[Raw data start]

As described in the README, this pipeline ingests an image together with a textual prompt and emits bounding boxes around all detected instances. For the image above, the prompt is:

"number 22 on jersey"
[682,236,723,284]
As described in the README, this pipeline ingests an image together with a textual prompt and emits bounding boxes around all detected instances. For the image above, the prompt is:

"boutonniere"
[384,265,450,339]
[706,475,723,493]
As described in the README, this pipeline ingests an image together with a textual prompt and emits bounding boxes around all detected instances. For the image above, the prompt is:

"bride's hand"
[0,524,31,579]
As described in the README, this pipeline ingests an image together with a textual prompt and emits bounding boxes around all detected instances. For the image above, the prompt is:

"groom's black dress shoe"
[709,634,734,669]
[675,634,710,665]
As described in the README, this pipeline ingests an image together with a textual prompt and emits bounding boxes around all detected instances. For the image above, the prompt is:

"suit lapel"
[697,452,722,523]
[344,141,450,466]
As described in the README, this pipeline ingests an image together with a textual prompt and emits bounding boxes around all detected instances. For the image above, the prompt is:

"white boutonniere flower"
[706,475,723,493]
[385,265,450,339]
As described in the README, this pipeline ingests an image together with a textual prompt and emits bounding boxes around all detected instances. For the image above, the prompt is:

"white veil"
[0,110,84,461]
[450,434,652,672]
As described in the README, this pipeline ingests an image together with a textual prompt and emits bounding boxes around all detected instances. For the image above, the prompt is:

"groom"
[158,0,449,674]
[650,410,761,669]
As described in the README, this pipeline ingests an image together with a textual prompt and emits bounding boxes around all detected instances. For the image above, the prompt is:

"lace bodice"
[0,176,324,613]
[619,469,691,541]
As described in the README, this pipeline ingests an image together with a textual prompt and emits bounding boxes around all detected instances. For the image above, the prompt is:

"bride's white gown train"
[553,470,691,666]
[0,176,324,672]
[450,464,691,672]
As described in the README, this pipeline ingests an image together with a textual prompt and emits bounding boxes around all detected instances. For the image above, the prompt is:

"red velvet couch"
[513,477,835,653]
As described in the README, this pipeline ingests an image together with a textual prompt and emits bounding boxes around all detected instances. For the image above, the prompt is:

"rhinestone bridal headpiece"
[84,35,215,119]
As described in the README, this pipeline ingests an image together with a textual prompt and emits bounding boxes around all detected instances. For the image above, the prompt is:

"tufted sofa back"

[Raw data end]

* [Task goal]: Convert the lines above into a numbered list, omitting the blank lines.

* [Correct output]:
1. As described in the README, this pipeline ingests an image together with a textual prompt and emits bounding boxes around all detected instances. For the image above, the prompt is:
2. "number 22 on jersey"
3. [682,236,723,284]
4. As described in the README, this pipeline ingests an image together with a textual prompt and emits bounding boxes around all detected instances. For the image above, the prompt is:
5. "boutonniere"
6. [384,265,450,339]
7. [706,475,723,493]
8. As described in the README, this pipeline ingests an image together with a textual prompt and emits bounding boxes around all detected instances. For the image above, the prompt is:
9. "bride's hand"
10. [0,524,31,579]
11. As described in the README, this pipeline ingests an image together with a textual prompt and emits bounding boxes around all detected instances. For the image above, the prompt is:
12. "groom's black dress shoe"
13. [709,634,734,669]
14. [675,634,710,665]
15. As described in the README, this pipeline ingests an image together with a textual prompt and emits bounding boxes around all detected instances. For the image above, the prompt is:
16. "suit lapel"
17. [697,452,722,523]
18. [344,141,450,466]
19. As described in the README, this pipeline ingests an image together with a textual prompt and emits bounding boxes around all detected instances. For the image above, the prompt is:
20. "white boutonniere flower"
21. [706,475,723,493]
22. [385,265,450,339]
23. As described in the README, this pipeline ingests an image together with a textual prompt and emits bounding boxes around all detected instances. For the image above, the prompt is:
24. "white veil"
25. [0,110,84,461]
26. [450,434,652,672]
27. As described in the README, this pipeline ingests an image together with a textual prompt and emits bounding boxes around all detected instances. For the image above, the prompt is:
28. "groom"
29. [158,0,449,674]
30. [650,410,761,669]
31. As described in the README, this pipeline ingests an image together with a textual prompt and emits bounding boxes around all detected instances. For the image above, the prompt is:
32. "lace bodice"
33. [0,176,324,613]
34. [619,469,691,541]
35. As described in the README, this pipeline ingests an image together with a textual prompt and emits bounding boxes around all detected instances. For the image above, the prompt is:
36. "bride's white gown train"
37. [553,470,691,666]
38. [0,176,324,672]
39. [450,464,691,672]
40. As described in the README, this pipeline ingests an image together with a textual prompt and emits bounding boxes around all detected instances. For the image above, the prompt is:
41. "red velvet couch"
42. [513,477,835,653]
43. As described in the README, this pipeline ingests an image together with a textual prompt and emits bounding boxes around all detected instances. For the image above, the prompt is:
44. "rhinestone bridal headpiece"
45. [84,35,215,119]
46. As described in the README, this pipeline ingests an image together with a textual prompt and emits bounding boxes around all detected instances. For the image above, the prompt is:
47. "tufted sofa back"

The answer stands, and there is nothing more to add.